■ Source extract:
>> start

Any ideas for how to start? I would accept pseudo code.
For an example on SO about Cartesian Product, see PHP 2D Array output all combinations
EDIT 2
for more on making cartesian products more efficient, and maybe why it has to be case specific if you want to see if you can cut corners (with risk) Efficient Cartesian Product algorithm
Apologies, but this is going to be more of a logic layout than code...
It's not quite clear to me whether the array(1,2,3,4) are the scores for the first dish or for the first cook, but I would probably use an array such that
$array[$cook_id][$dish_number] = $score;
asort() each array so that $array[$cook_id] = array($lowest_scored_dish,...,$highest);
Consider a weighted preference for a particular cook to make a dish to be the difference between the score of the best dish and another.
As a very simple example, cooks a,b,c and dishes 0,1,2
$array['a'] = array(0=>100, 1=>50, 2=>0); // cook a prefers 0 over 1 with weight 50, over 2 with weight 100
$array['b'] = array(0=>100, 1=>100, 2=>50); // cook b prefers 0,1 over 2 with weight 50
$array['c'] = array(0=>50, 1=>50, 2=>100); // cook c prefers 2 with weight 50
After asort():
$array['a'] = array(0=>100, 1=>50, 2=>0);
$array['b'] = array(0=>100, 1=>100, 2=>50);
$array['c'] = array(2=>100, 0=>50, 1=>50);
Start with cook 'a' who prefers dish 0 over his next best dish by 50 points (weight). Cook 'b' also prefers dih 0, but with a weight of 0 over the next dish. Therefore it's likely (though not yet certain that cook 'a' should make dish 0.

>> end

■ Record list:
>> start

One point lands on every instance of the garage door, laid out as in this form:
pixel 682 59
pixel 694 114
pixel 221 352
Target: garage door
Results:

>> end

■ Tasks for this exercise:
1. Answer from the cook-and-dish assignment text:
(a) What array structure does the writer suggest for storing the scores?
(b) How is a cook's weighted preference for a dish defined?
(c) By what weight does cook 'b' prefer dish 0 over the next dish?
2. Continue the cook-and-dish assignment text from where it stops.
The records were taken from a different source than the text.

■ Outputs by task:
1.
(a) $array[$cook_id][$dish_number] = $score;
(b) As the difference between the score of the cook's best dish and the score of another dish.
(c) A weight of 0.

2.
Consider dish 0 to be reserved and move on to cook 'b'. Excluding dish 0, cook 'b' prefers dish 1. No other cook prefers dish 1, so cook 'b' is assigned dish 1.
Cook 'c' gets dish 2 by default.
This is a VERY convenient example where each cook gets to cook something that's a personal max, but I hope it's illustrative of some logic that would work out.
Let's make it less convenient:
$array['a'] = array(0=>75, 1=>50, 2=>0);
$array['b'] = array(0=>100, 1=>50, 2=>50);
$array['c'] = array(0=>100, 1=>25, 2=>25);
Start again with cook 'a' and see that 0 is preferred, but this time with weight 25. Cook 'b' prefers with a weight of 50 and cook 'c' prefers with a weight of 75. Cook 'c' wins dish 0.
Going back to the list of available cooks, 'a' prefers 1 with a weight of 50, but 'b' prefers it with weight 0. 'a' gets dish 1 and 'b' gets dish 2.
This still doesn't take care of all complexities, but it's a step in the right direction. Sometimes the assumption made for the first cook/dish combination will be wrong.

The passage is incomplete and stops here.